TASK DESCRIPTION
Each entry has to be printed again exactly.

RECORD EXCERPTS
--- START ---
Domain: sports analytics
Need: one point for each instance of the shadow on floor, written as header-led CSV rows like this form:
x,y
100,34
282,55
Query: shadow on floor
--- END ---
PROBLEM SOLUTION
Domain: sports analytics
Need: one point for each instance of the shadow on floor, written as header-led CSV rows like this form:
x,y
100,34
282,55
Query: shadow on floor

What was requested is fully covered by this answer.